▶ [Document extract]
++++++++++
And the feasting isn’t limited to the cardboard builder’s block tables and chairs of “Chocolate Wally’s”, our 3-year old’s chosen play restaurant name which is sometimes shunted to the side in favor of “No Noggin’s” instead. In the kitchen, we’ve been gnoshing on cake. (Quick aside, isn’t “Chocolate Wally’s” the cutest, most enticing restaurant name? If it isn’t already in existence as a ‘real restaurant’, it needs to be, one day.) 

What I mean by cake, specifically, is breakfast cake which is also very important “practice” birthday cake for THE very important Monk, whose birthday is coming up in February (Valentine’s Day). This information alone should be testament enough to the scrumptious, wholesome loveliness of this cake. Anyone who knows anything about Monk knows he deserves the very best.
++++++++++
▶ [Task requirements] Can you continue the passage above about the breakfast cake from the point where it ends?

[Collected data]
++++++++++
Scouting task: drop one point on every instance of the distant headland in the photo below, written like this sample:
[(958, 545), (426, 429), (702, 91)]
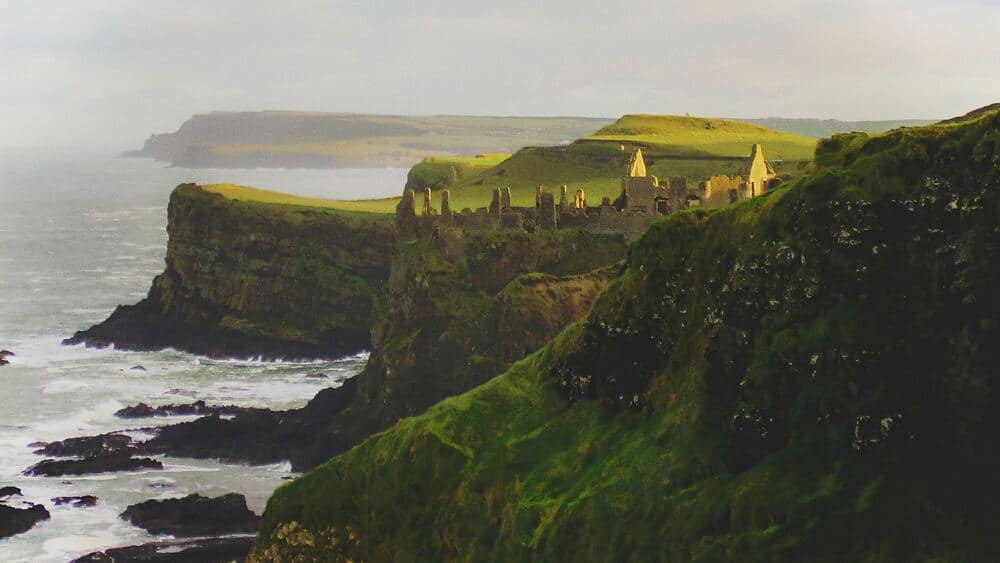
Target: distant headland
[(292, 139)]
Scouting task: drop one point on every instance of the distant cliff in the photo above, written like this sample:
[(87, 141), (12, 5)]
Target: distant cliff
[(440, 314), (246, 279), (284, 139), (810, 375)]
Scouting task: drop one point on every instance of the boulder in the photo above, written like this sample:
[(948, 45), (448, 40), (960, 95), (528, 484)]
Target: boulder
[(194, 515), (97, 464), (88, 446), (19, 520), (143, 410), (9, 492), (85, 501), (209, 550)]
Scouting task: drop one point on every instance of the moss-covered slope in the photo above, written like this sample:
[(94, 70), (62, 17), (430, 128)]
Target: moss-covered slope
[(252, 278), (809, 375)]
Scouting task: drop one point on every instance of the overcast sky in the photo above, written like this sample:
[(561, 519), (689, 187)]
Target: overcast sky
[(110, 72)]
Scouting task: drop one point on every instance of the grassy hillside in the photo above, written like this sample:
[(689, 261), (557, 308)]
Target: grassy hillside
[(694, 148), (804, 376), (336, 140), (696, 136), (674, 146), (244, 193), (819, 128)]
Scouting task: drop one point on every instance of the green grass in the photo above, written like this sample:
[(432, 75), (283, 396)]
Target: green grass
[(697, 136), (803, 376), (693, 148), (245, 193)]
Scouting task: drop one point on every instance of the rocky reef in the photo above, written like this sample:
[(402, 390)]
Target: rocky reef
[(244, 279), (805, 376)]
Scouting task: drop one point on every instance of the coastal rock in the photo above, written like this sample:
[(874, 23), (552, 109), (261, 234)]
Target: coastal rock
[(143, 410), (194, 515), (210, 550), (289, 283), (97, 464), (9, 492), (85, 501), (88, 446), (19, 520)]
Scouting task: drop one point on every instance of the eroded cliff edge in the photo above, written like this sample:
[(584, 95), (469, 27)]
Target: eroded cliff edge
[(440, 313), (806, 376), (243, 279)]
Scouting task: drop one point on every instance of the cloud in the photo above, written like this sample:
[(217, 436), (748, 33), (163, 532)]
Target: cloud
[(112, 71)]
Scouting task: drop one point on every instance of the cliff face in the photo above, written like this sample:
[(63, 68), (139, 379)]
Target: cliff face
[(806, 376), (456, 311), (243, 279)]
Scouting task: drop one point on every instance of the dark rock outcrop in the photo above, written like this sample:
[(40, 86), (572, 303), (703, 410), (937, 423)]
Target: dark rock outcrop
[(88, 446), (210, 550), (19, 520), (194, 515), (288, 282), (475, 306), (97, 464), (9, 492), (85, 501), (142, 410)]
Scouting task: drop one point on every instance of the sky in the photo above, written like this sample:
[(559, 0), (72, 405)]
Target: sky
[(111, 72)]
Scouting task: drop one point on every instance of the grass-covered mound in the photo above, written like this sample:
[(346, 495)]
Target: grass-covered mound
[(257, 195), (809, 375), (693, 148), (699, 136)]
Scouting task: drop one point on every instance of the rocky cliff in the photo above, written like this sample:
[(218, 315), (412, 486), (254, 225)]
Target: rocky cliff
[(456, 311), (244, 279), (806, 376)]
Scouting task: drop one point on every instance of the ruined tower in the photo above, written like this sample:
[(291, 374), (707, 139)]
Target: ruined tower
[(637, 165), (428, 210), (757, 172), (496, 205), (545, 210)]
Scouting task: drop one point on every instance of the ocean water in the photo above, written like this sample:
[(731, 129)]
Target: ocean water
[(81, 232)]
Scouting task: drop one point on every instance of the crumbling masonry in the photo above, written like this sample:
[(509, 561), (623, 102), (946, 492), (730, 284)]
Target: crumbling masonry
[(642, 199)]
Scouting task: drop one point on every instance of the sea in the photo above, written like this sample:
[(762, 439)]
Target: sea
[(81, 231)]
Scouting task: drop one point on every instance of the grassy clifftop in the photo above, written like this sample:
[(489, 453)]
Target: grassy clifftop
[(288, 139), (694, 148), (251, 272), (697, 136), (807, 375)]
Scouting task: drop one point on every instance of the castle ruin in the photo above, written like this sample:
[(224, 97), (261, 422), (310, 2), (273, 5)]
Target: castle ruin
[(642, 199)]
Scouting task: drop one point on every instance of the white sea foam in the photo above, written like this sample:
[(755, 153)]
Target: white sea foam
[(112, 214)]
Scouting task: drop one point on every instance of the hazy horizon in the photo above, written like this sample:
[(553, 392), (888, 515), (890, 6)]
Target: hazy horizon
[(110, 73)]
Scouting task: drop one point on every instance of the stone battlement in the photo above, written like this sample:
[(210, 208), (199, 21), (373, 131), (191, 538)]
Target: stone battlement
[(642, 199)]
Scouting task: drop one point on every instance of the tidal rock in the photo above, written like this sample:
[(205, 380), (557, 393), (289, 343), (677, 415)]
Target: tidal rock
[(209, 550), (88, 446), (194, 515), (20, 520), (143, 410), (96, 464), (9, 492), (85, 501)]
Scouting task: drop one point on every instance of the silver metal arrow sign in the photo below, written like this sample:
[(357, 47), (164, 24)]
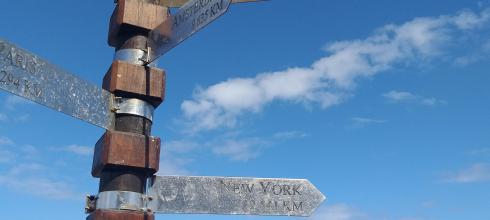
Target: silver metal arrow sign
[(190, 18), (25, 74), (179, 3), (233, 196)]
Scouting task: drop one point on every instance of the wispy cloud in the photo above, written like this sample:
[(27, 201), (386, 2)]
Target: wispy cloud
[(362, 122), (481, 151), (3, 117), (331, 79), (407, 97), (239, 149), (476, 173), (5, 141), (26, 173), (290, 135), (338, 212)]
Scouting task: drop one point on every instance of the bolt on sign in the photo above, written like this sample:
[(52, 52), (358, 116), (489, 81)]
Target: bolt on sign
[(27, 75)]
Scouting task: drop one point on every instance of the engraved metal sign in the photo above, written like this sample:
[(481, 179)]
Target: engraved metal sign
[(179, 3), (25, 74), (191, 17), (233, 196)]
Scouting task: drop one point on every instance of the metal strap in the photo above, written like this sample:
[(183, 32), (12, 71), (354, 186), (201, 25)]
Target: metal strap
[(134, 56), (134, 107), (121, 200)]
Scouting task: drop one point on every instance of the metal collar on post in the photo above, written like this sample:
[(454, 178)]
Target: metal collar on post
[(134, 56), (134, 107), (122, 200)]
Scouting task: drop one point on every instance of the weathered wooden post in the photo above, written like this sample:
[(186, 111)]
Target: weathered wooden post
[(125, 158)]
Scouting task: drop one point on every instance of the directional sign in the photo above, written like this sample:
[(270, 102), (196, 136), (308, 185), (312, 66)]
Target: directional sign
[(191, 17), (233, 196), (179, 3), (25, 74)]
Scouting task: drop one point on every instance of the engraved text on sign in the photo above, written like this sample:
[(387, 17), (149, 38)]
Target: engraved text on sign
[(241, 196)]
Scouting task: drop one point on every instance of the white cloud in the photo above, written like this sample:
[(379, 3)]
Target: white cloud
[(481, 151), (5, 141), (6, 156), (290, 135), (3, 117), (181, 146), (359, 120), (476, 173), (331, 79), (407, 97), (337, 212), (397, 96), (239, 149)]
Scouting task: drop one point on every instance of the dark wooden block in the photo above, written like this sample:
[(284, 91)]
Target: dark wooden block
[(129, 80), (135, 16), (120, 149), (120, 215)]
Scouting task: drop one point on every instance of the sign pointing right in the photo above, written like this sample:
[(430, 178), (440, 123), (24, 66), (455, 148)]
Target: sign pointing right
[(190, 18), (233, 196)]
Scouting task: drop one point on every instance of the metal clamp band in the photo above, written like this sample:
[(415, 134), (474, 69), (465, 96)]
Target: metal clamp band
[(121, 200), (134, 56), (134, 107)]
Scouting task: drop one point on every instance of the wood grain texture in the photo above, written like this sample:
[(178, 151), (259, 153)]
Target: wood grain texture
[(135, 16), (121, 149), (134, 81), (120, 215)]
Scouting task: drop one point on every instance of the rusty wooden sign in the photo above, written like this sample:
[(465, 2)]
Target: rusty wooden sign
[(25, 74), (233, 196)]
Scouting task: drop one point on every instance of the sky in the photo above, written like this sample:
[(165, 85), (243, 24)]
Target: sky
[(383, 105)]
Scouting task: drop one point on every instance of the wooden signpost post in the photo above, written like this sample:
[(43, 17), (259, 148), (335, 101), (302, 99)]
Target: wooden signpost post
[(126, 157)]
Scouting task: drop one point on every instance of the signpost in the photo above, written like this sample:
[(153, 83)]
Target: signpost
[(233, 196), (192, 17), (127, 156), (25, 74)]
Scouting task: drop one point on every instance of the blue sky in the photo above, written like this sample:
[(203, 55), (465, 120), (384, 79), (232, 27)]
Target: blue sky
[(381, 104)]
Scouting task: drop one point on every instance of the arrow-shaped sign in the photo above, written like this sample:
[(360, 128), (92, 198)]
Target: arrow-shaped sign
[(191, 17), (25, 74), (179, 3), (233, 196)]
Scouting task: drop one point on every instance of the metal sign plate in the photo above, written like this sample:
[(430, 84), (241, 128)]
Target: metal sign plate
[(233, 196), (179, 3), (191, 17), (25, 74)]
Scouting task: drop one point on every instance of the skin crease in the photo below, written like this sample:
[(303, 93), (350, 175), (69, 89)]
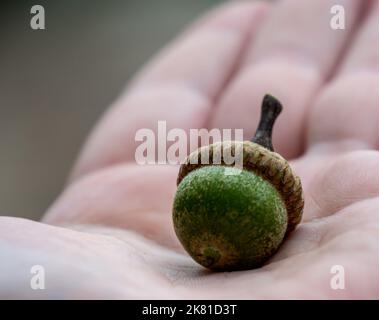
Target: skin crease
[(110, 234)]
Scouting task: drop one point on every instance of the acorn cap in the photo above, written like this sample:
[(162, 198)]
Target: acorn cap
[(258, 157)]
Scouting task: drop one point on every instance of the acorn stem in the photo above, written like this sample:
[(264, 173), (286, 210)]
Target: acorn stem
[(271, 109)]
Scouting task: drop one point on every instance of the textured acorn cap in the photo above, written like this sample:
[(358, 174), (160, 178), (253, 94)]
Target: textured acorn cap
[(268, 164)]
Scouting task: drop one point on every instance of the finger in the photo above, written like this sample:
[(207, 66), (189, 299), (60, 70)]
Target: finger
[(178, 87), (291, 57), (348, 108), (337, 181), (126, 196)]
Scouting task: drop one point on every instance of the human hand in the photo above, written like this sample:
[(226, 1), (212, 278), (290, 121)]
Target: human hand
[(110, 233)]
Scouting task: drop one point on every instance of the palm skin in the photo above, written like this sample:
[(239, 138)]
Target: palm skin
[(110, 234)]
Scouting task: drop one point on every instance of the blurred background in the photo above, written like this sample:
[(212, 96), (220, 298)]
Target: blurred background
[(55, 83)]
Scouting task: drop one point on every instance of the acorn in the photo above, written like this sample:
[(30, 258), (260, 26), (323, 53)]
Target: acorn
[(230, 218)]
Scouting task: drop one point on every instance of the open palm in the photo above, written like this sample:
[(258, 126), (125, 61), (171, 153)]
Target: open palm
[(110, 233)]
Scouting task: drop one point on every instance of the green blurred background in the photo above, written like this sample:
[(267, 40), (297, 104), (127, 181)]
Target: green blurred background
[(55, 83)]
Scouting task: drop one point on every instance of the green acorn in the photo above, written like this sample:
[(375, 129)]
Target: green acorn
[(232, 219)]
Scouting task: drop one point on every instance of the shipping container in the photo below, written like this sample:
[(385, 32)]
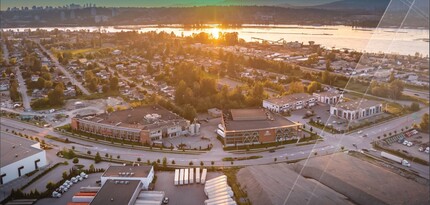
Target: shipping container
[(197, 175), (85, 194), (89, 189), (176, 180), (223, 202), (204, 173), (209, 183), (217, 189), (220, 193), (181, 177), (191, 175), (219, 184), (86, 199), (232, 202), (220, 199), (186, 176), (216, 178)]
++++++++++
▶ [Result of the exercise]
coffee cake

We all know anything labeled “cake”, from coffee cake to birthday cake to be a sometimes-only treat. I mean, we love them, but not on a regular basis, right? When it comes to this cake, however, there’s so much to glow about. First, its yumminess meets the standard for the BIG birthday celebration cake while the combined ingredients rise to optimistic requirements for healthiness. Chickpea flour has yet to let me down, though I’m sure I’m bound to push the boundaries eventually. Ripe bananas and just two tablespoons of honey (or maple syrup for vegan) are plenty enough sweetener when delivered parceled into the dense, moist texture the garbanzo bean flour brings. And what ties it all together and makes prep a quick cinch in the morning is the sprinkling of delectable granola baked on top.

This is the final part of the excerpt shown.